• **Prompt**: Produce an exact copy of the data below.

Data records
______________________________

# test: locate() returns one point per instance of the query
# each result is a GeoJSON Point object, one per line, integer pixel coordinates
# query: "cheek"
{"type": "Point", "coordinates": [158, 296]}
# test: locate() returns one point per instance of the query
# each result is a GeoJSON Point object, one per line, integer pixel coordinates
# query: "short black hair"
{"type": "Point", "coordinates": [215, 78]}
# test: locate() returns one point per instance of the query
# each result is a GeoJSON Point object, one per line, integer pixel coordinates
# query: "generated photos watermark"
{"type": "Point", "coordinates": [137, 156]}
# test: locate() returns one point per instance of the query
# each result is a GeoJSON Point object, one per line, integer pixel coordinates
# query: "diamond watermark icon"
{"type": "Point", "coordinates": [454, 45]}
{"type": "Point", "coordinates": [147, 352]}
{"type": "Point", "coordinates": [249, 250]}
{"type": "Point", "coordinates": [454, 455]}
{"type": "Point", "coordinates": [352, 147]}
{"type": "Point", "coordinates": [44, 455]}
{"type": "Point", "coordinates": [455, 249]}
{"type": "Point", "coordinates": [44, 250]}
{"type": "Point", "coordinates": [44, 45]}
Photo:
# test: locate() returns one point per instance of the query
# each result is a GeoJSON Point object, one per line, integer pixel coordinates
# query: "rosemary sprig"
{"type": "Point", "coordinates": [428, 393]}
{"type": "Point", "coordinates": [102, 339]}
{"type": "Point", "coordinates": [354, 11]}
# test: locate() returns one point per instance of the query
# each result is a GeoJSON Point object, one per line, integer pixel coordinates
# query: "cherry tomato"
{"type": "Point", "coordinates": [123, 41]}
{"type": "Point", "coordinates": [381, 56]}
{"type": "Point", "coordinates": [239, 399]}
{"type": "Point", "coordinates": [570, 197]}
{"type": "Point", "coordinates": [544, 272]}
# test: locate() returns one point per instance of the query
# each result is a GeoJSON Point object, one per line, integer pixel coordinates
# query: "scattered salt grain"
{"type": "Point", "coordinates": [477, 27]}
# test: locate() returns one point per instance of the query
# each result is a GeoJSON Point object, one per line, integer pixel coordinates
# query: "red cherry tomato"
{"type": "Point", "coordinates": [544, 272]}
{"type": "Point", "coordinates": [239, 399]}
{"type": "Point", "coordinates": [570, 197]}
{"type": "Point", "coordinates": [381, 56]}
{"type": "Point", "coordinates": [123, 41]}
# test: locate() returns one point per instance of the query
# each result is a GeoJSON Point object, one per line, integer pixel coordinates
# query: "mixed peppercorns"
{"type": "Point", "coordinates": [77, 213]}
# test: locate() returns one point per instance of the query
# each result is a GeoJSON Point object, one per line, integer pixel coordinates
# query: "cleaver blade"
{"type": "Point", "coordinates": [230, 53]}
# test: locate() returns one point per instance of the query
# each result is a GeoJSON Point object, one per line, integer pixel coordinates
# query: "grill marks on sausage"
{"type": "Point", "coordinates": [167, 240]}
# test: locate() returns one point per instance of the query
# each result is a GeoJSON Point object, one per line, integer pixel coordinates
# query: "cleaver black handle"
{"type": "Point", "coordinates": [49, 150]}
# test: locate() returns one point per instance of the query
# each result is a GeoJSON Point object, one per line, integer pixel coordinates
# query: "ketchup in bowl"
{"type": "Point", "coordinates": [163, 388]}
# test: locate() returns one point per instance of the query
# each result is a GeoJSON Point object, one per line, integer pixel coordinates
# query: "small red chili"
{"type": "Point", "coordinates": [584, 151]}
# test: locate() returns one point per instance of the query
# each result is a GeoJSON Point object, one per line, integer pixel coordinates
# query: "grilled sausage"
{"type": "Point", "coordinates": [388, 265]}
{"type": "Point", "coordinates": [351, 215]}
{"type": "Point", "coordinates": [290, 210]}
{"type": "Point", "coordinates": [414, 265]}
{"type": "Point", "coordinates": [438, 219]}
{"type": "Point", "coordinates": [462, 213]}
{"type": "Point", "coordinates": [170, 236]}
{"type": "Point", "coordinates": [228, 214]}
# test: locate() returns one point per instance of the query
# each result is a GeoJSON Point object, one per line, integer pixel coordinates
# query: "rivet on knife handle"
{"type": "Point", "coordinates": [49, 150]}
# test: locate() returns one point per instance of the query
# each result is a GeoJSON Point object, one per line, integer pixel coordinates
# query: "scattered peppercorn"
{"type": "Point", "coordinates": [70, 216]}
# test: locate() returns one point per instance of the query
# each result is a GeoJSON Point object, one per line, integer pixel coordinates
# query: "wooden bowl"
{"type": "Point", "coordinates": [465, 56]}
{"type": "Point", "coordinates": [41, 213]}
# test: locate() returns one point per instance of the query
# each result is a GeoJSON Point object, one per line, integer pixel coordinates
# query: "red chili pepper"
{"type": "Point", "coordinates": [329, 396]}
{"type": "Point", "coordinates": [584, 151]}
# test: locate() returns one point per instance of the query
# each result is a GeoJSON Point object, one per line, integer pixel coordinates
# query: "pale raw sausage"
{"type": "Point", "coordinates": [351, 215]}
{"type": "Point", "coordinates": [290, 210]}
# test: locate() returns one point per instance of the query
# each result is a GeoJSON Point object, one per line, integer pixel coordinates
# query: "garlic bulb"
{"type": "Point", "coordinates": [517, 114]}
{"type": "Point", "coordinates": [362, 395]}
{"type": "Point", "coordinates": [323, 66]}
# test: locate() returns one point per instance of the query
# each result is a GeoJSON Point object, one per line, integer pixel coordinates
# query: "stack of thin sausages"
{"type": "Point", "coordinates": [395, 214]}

______________________________

• **Problem solution**:
# test: locate() returns one point per instance of the query
# each result is a GeoJSON Point object, one per line, integer pixel coordinates
# query: "cheek"
{"type": "Point", "coordinates": [158, 296]}
# test: locate() returns one point per instance of the query
# each result is a GeoJSON Point object, one per line, integer pixel coordinates
# query: "short black hair"
{"type": "Point", "coordinates": [215, 78]}
# test: locate() returns one point per instance of the query
# each result is a GeoJSON Point object, one per line, integer pixel coordinates
# query: "generated photos watermark"
{"type": "Point", "coordinates": [137, 156]}
# test: locate() returns one point per instance of the query
# each result is a GeoJSON Point object, one per line, integer pixel coordinates
# query: "diamond watermark icon"
{"type": "Point", "coordinates": [454, 45]}
{"type": "Point", "coordinates": [147, 352]}
{"type": "Point", "coordinates": [249, 250]}
{"type": "Point", "coordinates": [454, 455]}
{"type": "Point", "coordinates": [352, 147]}
{"type": "Point", "coordinates": [44, 455]}
{"type": "Point", "coordinates": [455, 249]}
{"type": "Point", "coordinates": [44, 250]}
{"type": "Point", "coordinates": [44, 45]}
Photo:
# test: locate() returns one point per instance of the query
# each result is a GeoJSON Point object, one per line, integer pixel coordinates
# query: "rosemary sprig"
{"type": "Point", "coordinates": [428, 393]}
{"type": "Point", "coordinates": [102, 339]}
{"type": "Point", "coordinates": [354, 11]}
# test: locate() returns one point per instance of the query
# each result is a GeoJSON Point object, one per line, integer pixel coordinates
# query: "cherry tomato"
{"type": "Point", "coordinates": [123, 41]}
{"type": "Point", "coordinates": [381, 56]}
{"type": "Point", "coordinates": [239, 399]}
{"type": "Point", "coordinates": [570, 197]}
{"type": "Point", "coordinates": [544, 272]}
# test: locate() returns one point per instance of the query
# each result is a GeoJSON Point object, one per line, integer pixel coordinates
# query: "scattered salt grain"
{"type": "Point", "coordinates": [477, 27]}
# test: locate() returns one point per instance of the query
# each result is a GeoJSON Point object, one per line, integer pixel coordinates
# query: "red cherry tomato"
{"type": "Point", "coordinates": [544, 272]}
{"type": "Point", "coordinates": [239, 399]}
{"type": "Point", "coordinates": [570, 197]}
{"type": "Point", "coordinates": [381, 56]}
{"type": "Point", "coordinates": [123, 41]}
# test: locate() returns one point per instance of the query
# each result is a GeoJSON Point object, one per line, integer pixel coordinates
# query: "mixed peppercorns"
{"type": "Point", "coordinates": [77, 213]}
# test: locate() returns one point per instance of the query
# each result is a GeoJSON Point object, one per line, integer pixel coordinates
# query: "cleaver blade"
{"type": "Point", "coordinates": [230, 53]}
# test: locate() returns one point per instance of the query
# each result is a GeoJSON Point object, one per line, integer pixel coordinates
# query: "grill marks on sausage"
{"type": "Point", "coordinates": [167, 240]}
# test: locate() returns one point per instance of the query
# each result is a GeoJSON Point object, one per line, integer pixel coordinates
# query: "cleaver black handle"
{"type": "Point", "coordinates": [49, 150]}
# test: locate() returns one point per instance of the query
# each result is a GeoJSON Point object, one per line, integer pixel coordinates
# query: "ketchup in bowl"
{"type": "Point", "coordinates": [163, 388]}
# test: locate() returns one point per instance of the query
# each result is a GeoJSON Point object, one per line, integer pixel coordinates
# query: "small red chili"
{"type": "Point", "coordinates": [584, 151]}
# test: locate() returns one point per instance of the query
# each result is a GeoJSON Point object, one per line, integer pixel coordinates
# query: "grilled sausage"
{"type": "Point", "coordinates": [388, 265]}
{"type": "Point", "coordinates": [351, 215]}
{"type": "Point", "coordinates": [290, 210]}
{"type": "Point", "coordinates": [414, 265]}
{"type": "Point", "coordinates": [438, 219]}
{"type": "Point", "coordinates": [462, 213]}
{"type": "Point", "coordinates": [170, 236]}
{"type": "Point", "coordinates": [228, 214]}
# test: locate() returns one point per instance of the query
# each result is a GeoJSON Point object, one per line, integer pixel coordinates
# query: "rivet on knife handle"
{"type": "Point", "coordinates": [49, 150]}
# test: locate() returns one point per instance of the query
# each result is a GeoJSON Point object, one per line, integer pixel coordinates
# query: "scattered peppercorn"
{"type": "Point", "coordinates": [70, 216]}
# test: locate() returns one point per instance of the query
# each result is a GeoJSON Point object, one per line, integer pixel coordinates
# query: "wooden bowl"
{"type": "Point", "coordinates": [465, 56]}
{"type": "Point", "coordinates": [41, 213]}
# test: locate() returns one point per instance of the query
# each result is a GeoJSON Point object, one per line, integer pixel coordinates
# query: "red chili pepper"
{"type": "Point", "coordinates": [329, 396]}
{"type": "Point", "coordinates": [584, 151]}
# test: locate() returns one point per instance of the query
# each result is a GeoJSON Point object, one per line, integer pixel coordinates
# query: "pale raw sausage"
{"type": "Point", "coordinates": [351, 215]}
{"type": "Point", "coordinates": [290, 210]}
# test: locate() returns one point per instance of the query
# each result is a GeoJSON Point object, one per line, integer pixel coordinates
# query: "garlic bulb"
{"type": "Point", "coordinates": [517, 114]}
{"type": "Point", "coordinates": [362, 395]}
{"type": "Point", "coordinates": [323, 66]}
# test: locate() returns one point per instance of the query
# each result is a GeoJSON Point object, one per line, integer pixel coordinates
# query: "stack of thin sausages"
{"type": "Point", "coordinates": [395, 214]}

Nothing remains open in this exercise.